Consigne
Pourriez-vous recopier à l'identique le passage du texte sur la crise de l'éducation qui commence aux mots « V. La crise » et s'arrête après « l’on a affaire. » ?

Texte affiché
# # # #

La crise de la culture / La crise de l’éducation - Hannah Arendt
Dès le début de cet essai Hannah met les
pieds dans le plat : on n’éduque pas les enfants « innocemment »,
en leur apprenant des choses purement utiles et sans orientation idéologique.
L’éducation est une longue et puissante œuvre de propagande et d’endoctrinement,
de construction pure et simple d’une société que l’on souhaite toujours
nouvelle et bien sûr meilleure. Rappelez-vous : l’histoire est écrite par les vainqueurs et ce sont eux aussi qui conçoivent les programmes
scolaires. Elle nous donne pour illustrer son propos divers exemples : les
États-Unis et les gouvernements dictatoriaux de son époque. Je ne suis pas
prête d’oublier « l’aspect positif de la colonisation » en
histoire-géo et autre « éviter le catastrophisme » en éducation au
développement durable (quand l’éducation à l’environnement a disparu). Bien sûr
qu’on nous manipule. Tous petits déjà.
Et oh dis donc, après environ 240 pages de
masculin-l-emporte et de h minuscule à tous les étages, le mot
« femme » re-réapparait. Juste après le mot « émancipation ».
V. La crise de l’éducation
V.
La crise de l’éducation
Au lieu de se joindre à ses
semblables en s’efforçant d’agir par persuasion et en courant le risque
d’échouer, on intervient d’une façon dictatoriale, qui se fonde sur la
supériorité absolue de l’adulte, et on essaie de mettre en place le nouveau
comme un fait accompli, c’est-à-dire comme s’il existait déjà. C’est pour cela
qu’en Europe ce sont surtout les mouvements révolutionnaires à tendance
tyrannique qui croient que pour mettre en place de nouvelles conditions il faut
commencer par les enfants, et ce sont ces mêmes mouvements qui, lorsqu’ils
accédaient au pouvoir, arrachaient les enfants à leurs familles et se bornaient
à les endoctriner. L’éducation ne peut jouer aucun rôle en politique, car en
politique c’est toujours à ceux qui sont déjà éduqués que l’on a affaire.
[…]
On prétend éduquer alors qu’en fait
on ne veut que contraindre sans employer la force. Celui qui veut vraiment
créer un nouvel ordre politique par le moyen de l’éducation, c’est-à-dire en ne
faisant appel ni à la force ni à la contrainte, ni à la persuasion, celui-là
doit se rallier à la terrible conclusion platonicienne : bannir tous les
vieux de l’État à créer. Mais en réalité on se refuse à accorder à ces mêmes
enfants, dont on souhaite faire les citoyens d’un utopique lendemain, le rôle
qui sera le leur dans le corps politique. […] C’est bien le propre de la
condition humaine que chaque génération nouvelle grandisse à l’intérieur d’un
monde déjà ancien, et par suite former une génération nouvelle pour un monde
nouveau traduit en fait le désir de refuser aux nouveaux arrivants leurs
chances d’innover.

# # # #

Données fournies
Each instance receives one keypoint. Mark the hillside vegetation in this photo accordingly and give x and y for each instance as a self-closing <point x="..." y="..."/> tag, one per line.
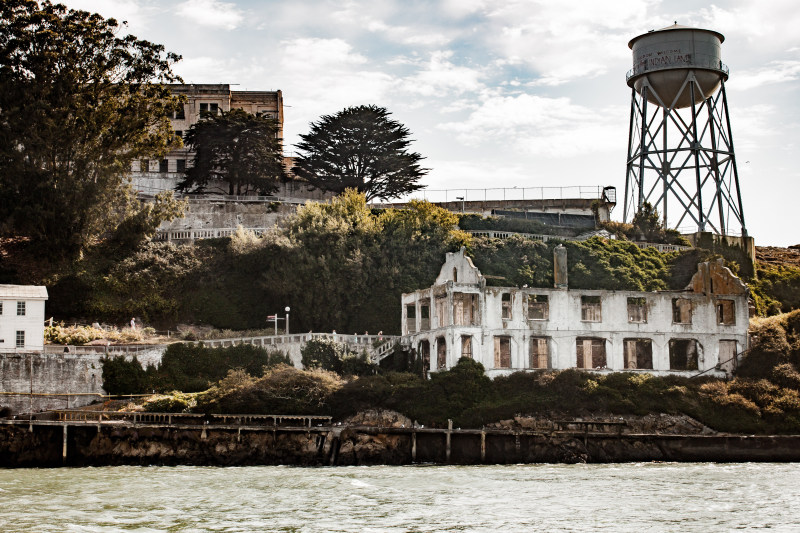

# # # #

Résultat attendu
V. La crise de l’éducation
V.
La crise de l’éducation
Au lieu de se joindre à ses
semblables en s’efforçant d’agir par persuasion et en courant le risque
d’échouer, on intervient d’une façon dictatoriale, qui se fonde sur la
supériorité absolue de l’adulte, et on essaie de mettre en place le nouveau
comme un fait accompli, c’est-à-dire comme s’il existait déjà. C’est pour cela
qu’en Europe ce sont surtout les mouvements révolutionnaires à tendance
tyrannique qui croient que pour mettre en place de nouvelles conditions il faut
commencer par les enfants, et ce sont ces mêmes mouvements qui, lorsqu’ils
accédaient au pouvoir, arrachaient les enfants à leurs familles et se bornaient
à les endoctriner. L’éducation ne peut jouer aucun rôle en politique, car en
politique c’est toujours à ceux qui sont déjà éduqués que l’on a affaire.